▶ [Soal Tugas 1]: Menurut kutipan berita tentang penjualan energi Rusia di bawah ini, berapa nilai pembelian energi Rusia oleh India dalam tiga bulan hingga akhir Mei?

▶ [Kutipan Terpilih]:
MOSKOW, KOMPAS.TV - Rusia mengantongi US$24 miliar atau setara Rp360,5 triliun dari penjualan energi ke China dan India hanya dalam tiga bulan setelah serangannya ke Ukraina.
Ini menunjukkan harga global yang tinggi berakibat membatasi upaya Amerika Serikat (AS) dan Eropa untuk menghukum Presiden Vladimir Putin, seperti diberitakan oleh Bloomberg, Rabu (6/7/2022)
China menghabiskan US$18,9 miliar untuk membeli minyak, gas, dan batu bara Rusia dalam tiga bulan hingga akhir Mei. Angka ini hampir dua kali lipat dari jumlah di tahun sebelumnya, menurut data bea cukai terbaru.
Sementara itu, India mengeluarkan US$5,1 miliar pada periode yang sama, lebih dari lima kali lipat nilai tahun sebelumnya.
Angka itu merupakan tambahan pendapatan Rusia senilai US$13 miliar dari kedua negara dibandingkan dengan bulan yang sama di tahun 2021.
Pengeluaran yang lebih tinggi membantu menebus penurunan pembelian dari AS dan beberapa negara lain, yang menghentikan atau memperlambat pembelian untuk menghukum Rusia atas perang tersebut.

▶ [Data yang Tersedia]:

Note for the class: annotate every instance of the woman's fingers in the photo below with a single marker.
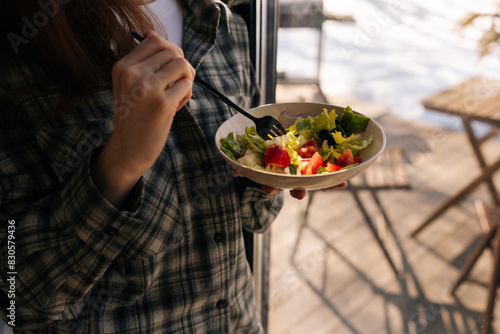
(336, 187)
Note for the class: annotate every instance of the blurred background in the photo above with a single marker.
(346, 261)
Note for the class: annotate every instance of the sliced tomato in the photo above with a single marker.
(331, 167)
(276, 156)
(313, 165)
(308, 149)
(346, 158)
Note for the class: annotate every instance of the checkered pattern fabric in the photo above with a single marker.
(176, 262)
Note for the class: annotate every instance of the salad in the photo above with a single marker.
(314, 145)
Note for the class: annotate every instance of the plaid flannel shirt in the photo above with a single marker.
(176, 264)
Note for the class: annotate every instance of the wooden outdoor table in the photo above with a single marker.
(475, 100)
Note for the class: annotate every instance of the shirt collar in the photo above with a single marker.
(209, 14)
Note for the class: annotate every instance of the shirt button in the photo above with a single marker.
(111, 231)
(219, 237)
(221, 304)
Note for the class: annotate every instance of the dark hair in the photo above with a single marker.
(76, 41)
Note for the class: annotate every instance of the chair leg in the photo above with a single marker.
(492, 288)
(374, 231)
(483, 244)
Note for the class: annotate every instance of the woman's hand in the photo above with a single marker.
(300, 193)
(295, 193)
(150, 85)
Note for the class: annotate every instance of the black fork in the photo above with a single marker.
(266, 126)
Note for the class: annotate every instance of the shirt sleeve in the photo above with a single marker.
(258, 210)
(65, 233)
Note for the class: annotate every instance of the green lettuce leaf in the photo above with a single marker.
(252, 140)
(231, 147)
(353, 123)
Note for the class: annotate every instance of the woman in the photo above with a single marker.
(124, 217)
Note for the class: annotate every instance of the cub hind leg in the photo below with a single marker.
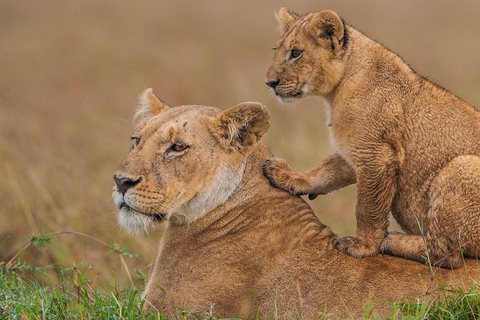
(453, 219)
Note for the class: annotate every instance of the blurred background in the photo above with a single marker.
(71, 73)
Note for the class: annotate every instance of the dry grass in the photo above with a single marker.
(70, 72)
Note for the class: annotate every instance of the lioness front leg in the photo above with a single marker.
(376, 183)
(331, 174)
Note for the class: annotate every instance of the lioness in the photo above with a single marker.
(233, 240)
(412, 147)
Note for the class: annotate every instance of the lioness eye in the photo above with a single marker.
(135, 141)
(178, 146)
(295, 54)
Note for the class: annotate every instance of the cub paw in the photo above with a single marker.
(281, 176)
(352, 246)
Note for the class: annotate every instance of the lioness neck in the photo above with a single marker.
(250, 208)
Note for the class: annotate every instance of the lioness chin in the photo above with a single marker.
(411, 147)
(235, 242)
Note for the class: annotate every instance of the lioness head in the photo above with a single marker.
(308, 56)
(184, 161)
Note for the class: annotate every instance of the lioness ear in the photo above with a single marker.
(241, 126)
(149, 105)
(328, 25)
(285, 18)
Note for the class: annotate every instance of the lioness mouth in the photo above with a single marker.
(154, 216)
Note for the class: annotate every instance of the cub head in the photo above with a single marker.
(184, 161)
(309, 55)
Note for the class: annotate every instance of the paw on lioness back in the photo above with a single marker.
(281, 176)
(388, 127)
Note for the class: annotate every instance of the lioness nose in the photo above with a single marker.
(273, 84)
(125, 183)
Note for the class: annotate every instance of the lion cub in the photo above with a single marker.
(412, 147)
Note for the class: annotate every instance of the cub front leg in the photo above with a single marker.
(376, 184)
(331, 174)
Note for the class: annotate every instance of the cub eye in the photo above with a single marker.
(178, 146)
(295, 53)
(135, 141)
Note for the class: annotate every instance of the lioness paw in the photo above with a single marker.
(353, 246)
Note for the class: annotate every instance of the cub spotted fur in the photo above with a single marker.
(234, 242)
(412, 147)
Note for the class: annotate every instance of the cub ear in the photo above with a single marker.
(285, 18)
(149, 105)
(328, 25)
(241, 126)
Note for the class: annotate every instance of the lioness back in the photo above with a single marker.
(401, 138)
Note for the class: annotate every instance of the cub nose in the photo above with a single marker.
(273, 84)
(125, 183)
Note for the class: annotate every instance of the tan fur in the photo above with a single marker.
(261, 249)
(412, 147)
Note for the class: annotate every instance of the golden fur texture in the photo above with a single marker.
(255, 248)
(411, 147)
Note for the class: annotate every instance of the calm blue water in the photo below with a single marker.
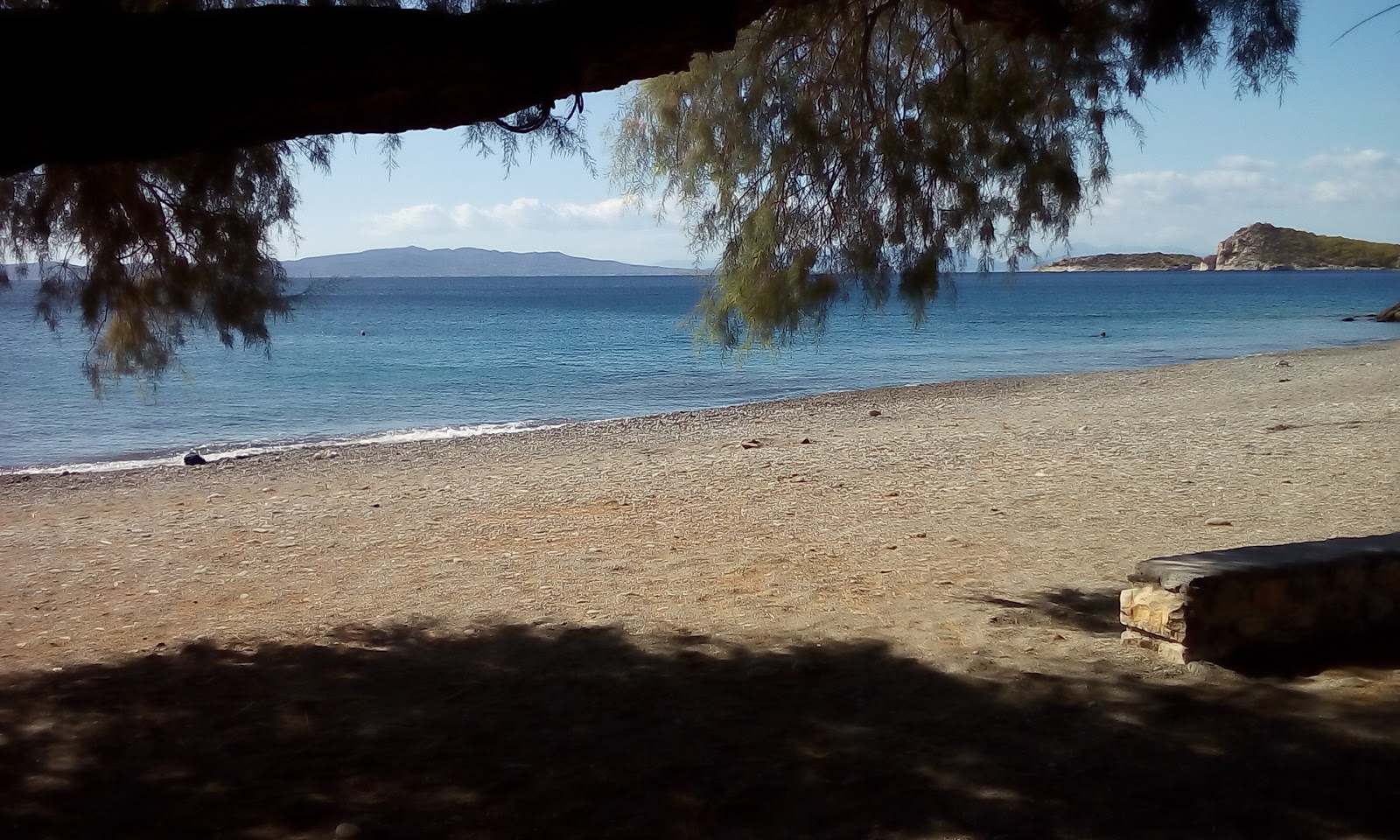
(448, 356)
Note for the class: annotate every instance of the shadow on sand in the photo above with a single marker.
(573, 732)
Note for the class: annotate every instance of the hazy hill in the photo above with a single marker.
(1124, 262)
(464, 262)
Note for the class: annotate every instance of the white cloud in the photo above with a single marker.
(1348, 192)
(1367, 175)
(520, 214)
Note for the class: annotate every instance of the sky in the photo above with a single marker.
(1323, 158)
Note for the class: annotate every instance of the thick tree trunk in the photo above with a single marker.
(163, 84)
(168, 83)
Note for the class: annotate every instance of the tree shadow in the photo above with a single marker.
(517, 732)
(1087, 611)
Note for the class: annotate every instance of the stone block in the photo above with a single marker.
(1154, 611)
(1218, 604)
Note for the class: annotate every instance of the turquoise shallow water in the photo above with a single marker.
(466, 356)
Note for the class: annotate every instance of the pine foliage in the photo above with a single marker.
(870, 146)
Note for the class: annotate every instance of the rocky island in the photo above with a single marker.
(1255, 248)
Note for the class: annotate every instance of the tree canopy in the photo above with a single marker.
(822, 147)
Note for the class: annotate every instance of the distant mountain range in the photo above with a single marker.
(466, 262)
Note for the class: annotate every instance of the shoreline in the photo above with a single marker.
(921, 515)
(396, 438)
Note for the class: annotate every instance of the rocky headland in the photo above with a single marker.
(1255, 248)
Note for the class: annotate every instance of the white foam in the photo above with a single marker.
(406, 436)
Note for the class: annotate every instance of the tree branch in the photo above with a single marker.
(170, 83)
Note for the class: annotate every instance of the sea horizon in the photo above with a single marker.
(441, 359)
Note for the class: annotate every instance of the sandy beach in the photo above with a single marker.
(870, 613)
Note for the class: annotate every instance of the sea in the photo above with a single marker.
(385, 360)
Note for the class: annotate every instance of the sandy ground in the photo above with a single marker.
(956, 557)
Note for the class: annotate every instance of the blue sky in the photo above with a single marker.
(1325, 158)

▶ [Soal Tugas 2]: Tampilkan semua baris dalam daftar di atas yang memuat kata "front".

▶ [Jawaban Lengkap 1]: India mengeluarkan US$5,1 miliar pada periode tersebut.

▶ [Jawaban Lengkap 2]:
Note for the class: annotate every instance of the lioness front leg in the photo above with a single marker.
Note for the class: annotate every instance of the cub front leg in the photo above with a single marker.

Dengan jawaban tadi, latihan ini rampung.